• **EXTRACT**:
Meningiomas are the most common primary brain tumour in adults, with an estimated 3,500 people diagnosed each year in the UK. However, treatments have remained unchanged for decades, with surgery and radiotherapy the only available options.
Surgery can be very effective in treating meningioma, but it is not always possible. Operating can also carry significant risks, particularly when tumours are located in difficult-to-reach areas of the brain, return after treatment or behave more aggressively.
At the Brain Tumour Research Centre of Excellence at the University of Plymouth, Dr Leandro Jose de Assis, a senior scientist funded by Brain Tumour Research, is working to develop non surgical treatment approaches that could offer safer and more effective options for meningioma patients.

Meningiomas, like many tumours, need a lot of energy to keep growing. To meet this demand, tumour cells can rewire the way they produce and use energy inside the cell. One of the key proteins involved in this process is called hexokinase 2 (HK2).
Dr de Assis’s research focuses on HK2, examining how meningiomas use the protein and exploring if it could be targeted with new or repurposed drugs.
Because HK2 plays several important roles in the body and is found in healthy cells as well as tumour cells, we cannot directly target it safely, without risking damage to normal tissue. Instead, Dr de Assis is looking at other molecules and mechanisms that interact with HK2 that tumour cells depend on to survive.

• **TASKS TO CARRY OUT**:
1. Please rewrite the paragraph of the meningioma research text that begins "Surgery can be very effective" as a short list, keeping its main facts.
2. Continue the meningioma research text after its final sentence, which ends "that tumour cells depend on to survive".

• **DATA FOR REVIEW**:
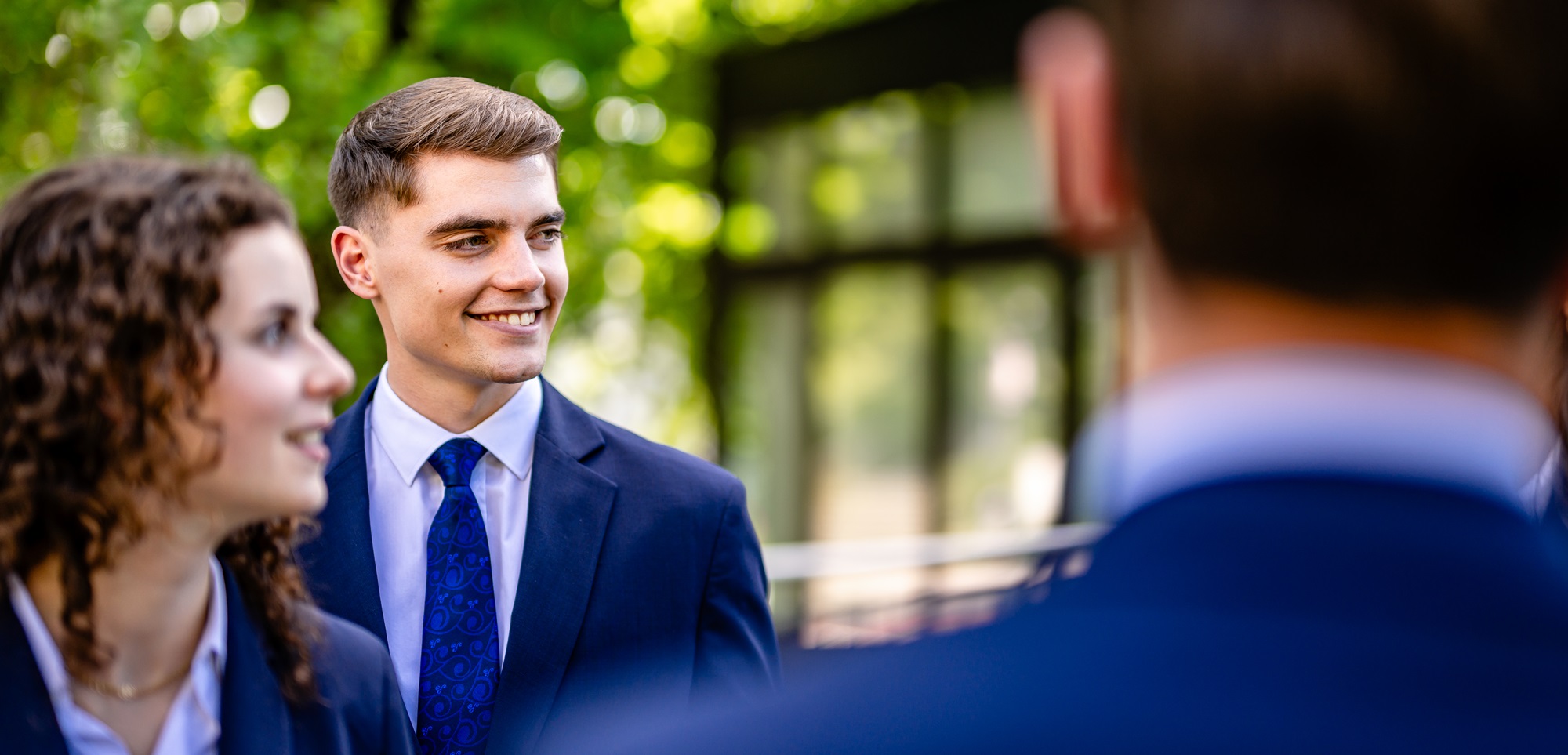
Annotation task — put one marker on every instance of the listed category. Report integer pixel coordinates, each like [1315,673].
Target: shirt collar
[212,648]
[1313,411]
[410,437]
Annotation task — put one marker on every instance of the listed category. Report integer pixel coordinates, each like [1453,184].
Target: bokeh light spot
[200,19]
[750,230]
[644,66]
[57,49]
[270,107]
[562,83]
[159,20]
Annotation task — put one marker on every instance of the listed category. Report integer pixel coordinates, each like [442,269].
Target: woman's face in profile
[272,395]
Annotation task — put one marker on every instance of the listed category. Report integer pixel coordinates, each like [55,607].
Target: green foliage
[630,82]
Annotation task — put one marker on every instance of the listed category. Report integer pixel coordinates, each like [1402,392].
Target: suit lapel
[341,561]
[255,718]
[568,513]
[27,717]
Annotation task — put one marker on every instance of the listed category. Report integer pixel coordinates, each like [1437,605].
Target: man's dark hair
[1384,152]
[376,155]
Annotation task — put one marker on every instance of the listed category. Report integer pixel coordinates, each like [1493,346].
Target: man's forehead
[520,185]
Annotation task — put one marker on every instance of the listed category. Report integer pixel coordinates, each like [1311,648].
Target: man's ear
[352,252]
[1069,83]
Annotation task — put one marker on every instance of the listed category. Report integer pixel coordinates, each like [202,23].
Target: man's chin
[510,375]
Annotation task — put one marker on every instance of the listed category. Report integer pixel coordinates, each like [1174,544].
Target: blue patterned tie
[460,660]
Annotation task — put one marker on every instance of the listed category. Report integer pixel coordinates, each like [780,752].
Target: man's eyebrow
[468,223]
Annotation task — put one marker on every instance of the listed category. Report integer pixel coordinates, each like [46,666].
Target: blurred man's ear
[1070,89]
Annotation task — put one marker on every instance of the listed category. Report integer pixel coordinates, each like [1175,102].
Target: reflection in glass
[998,185]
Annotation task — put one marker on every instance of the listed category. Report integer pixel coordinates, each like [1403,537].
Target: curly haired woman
[162,403]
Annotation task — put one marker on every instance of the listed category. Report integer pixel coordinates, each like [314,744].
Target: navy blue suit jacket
[360,709]
[642,579]
[1274,615]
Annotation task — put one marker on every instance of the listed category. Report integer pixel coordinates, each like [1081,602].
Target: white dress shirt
[405,495]
[192,726]
[1313,411]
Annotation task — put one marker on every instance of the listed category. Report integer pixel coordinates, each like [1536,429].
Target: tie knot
[456,461]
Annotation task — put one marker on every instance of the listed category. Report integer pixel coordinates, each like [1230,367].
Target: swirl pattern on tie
[460,657]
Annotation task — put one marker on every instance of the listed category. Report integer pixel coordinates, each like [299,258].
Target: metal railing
[1056,554]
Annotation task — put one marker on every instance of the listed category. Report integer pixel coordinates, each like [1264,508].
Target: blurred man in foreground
[1351,218]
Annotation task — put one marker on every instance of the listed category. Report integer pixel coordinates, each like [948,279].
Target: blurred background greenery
[808,238]
[277,80]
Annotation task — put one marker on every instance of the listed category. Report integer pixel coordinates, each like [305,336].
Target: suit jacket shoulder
[625,455]
[1249,616]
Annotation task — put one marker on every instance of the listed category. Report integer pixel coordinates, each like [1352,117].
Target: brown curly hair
[109,270]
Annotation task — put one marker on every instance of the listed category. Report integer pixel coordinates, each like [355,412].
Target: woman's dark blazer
[360,709]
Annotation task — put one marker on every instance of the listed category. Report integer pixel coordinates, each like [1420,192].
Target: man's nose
[517,270]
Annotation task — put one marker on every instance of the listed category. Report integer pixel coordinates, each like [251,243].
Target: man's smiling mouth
[518,318]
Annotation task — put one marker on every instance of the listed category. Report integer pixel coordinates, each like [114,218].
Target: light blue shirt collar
[1313,411]
[410,437]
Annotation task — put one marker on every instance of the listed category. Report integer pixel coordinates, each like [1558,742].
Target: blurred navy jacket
[642,580]
[360,709]
[1266,591]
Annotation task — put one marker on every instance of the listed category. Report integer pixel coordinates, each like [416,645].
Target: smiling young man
[521,558]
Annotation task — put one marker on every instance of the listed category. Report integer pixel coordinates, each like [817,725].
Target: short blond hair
[377,152]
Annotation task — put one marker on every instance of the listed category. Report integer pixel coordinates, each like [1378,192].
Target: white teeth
[514,318]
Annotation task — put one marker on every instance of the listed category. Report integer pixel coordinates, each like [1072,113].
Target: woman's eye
[274,336]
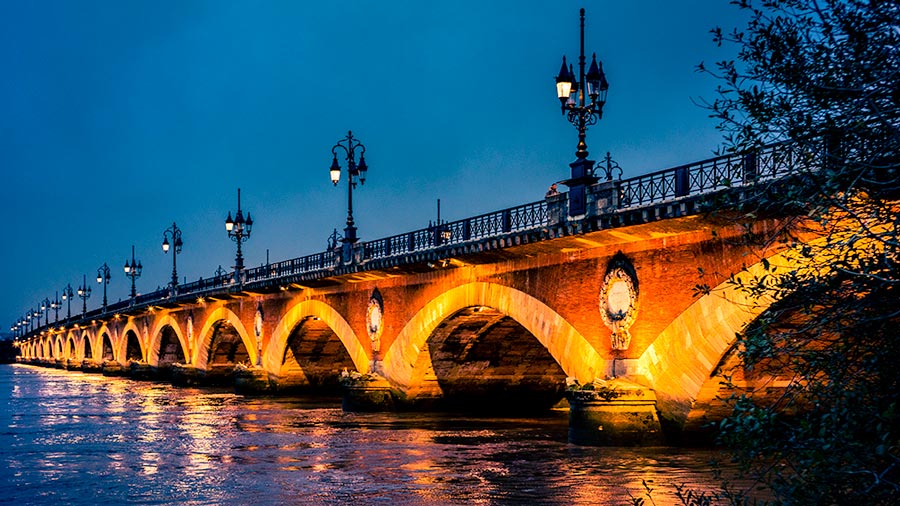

• **ANSWERS PROVIDED**:
1.
- Surgery can treat meningioma very effectively, but it is not always possible.
- Operating can carry significant risks.
- The risks are greatest when tumors are in difficult-to-reach areas of the brain, return after treatment, or behave more aggressively.

2.
The unlikely link between prostate cancer drugs and meningioma
In research funded by Brain Tumour Research, Dr de Assis discovered an unexpected link between HK2 and the androgen receptor – a protein inside cells that acts like a sensor for hormones such as testosterone.
While it is best known for its role in male development, the team found that this receptor is also used by meningioma cells. This discovery opened the door to testing enzalutamide; a hormone therapy that targets the receptor and is already approved for use on the NHS to treat prostate cancer.
In the lab, Dr de Assis and his team found that by combining enzalutamide and hemin (a medicine already approved to treat a rare blood disorder), they could significantly slow the growth of meningioma cells.
They will now explore how this metabolic approach can be combined with other weaknesses in tumour cells with the aim of developing more effective treatments that slow tumour growth and actively destroy tumour cells.
Treating meningioma while protecting healthy cells
While HK2 is involved in energy production in all cells, research shows that in tumour cells it can also act as a kind of scaffold, supporting cancer specific protein interactions that do not occur in healthy tissue.
Dr de Assis is exploring how to disrupt these interactions using specially designed small fragments of proteins called peptides. By breaking these cancer specific protein interactions, Dr de Assis’s goal is to slow tumour growth while minimising damage to healthy brain cells.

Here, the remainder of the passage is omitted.